*** DATA TO USE ***

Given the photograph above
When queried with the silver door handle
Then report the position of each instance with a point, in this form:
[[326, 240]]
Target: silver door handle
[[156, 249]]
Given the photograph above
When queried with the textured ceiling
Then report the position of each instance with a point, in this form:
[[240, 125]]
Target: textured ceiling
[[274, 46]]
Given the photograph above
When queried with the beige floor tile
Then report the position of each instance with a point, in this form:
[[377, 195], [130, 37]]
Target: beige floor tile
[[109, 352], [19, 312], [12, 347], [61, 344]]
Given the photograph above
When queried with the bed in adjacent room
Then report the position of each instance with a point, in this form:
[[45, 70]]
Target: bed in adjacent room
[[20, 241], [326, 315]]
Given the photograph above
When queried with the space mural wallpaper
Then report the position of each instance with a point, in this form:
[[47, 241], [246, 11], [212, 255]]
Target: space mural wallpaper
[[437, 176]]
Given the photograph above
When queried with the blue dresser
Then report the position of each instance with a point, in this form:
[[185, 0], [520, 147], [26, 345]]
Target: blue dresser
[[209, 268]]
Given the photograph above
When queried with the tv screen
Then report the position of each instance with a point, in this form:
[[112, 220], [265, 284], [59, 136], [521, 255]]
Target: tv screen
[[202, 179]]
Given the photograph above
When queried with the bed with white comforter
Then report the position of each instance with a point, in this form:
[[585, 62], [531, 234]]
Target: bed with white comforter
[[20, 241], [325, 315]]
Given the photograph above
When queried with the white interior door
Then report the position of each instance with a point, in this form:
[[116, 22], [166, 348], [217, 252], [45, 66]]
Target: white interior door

*** End of DATA TO USE ***

Line count for the string "When": state how many lines in the data contain it, and output nothing else.

> **TASK RESPONSE**
9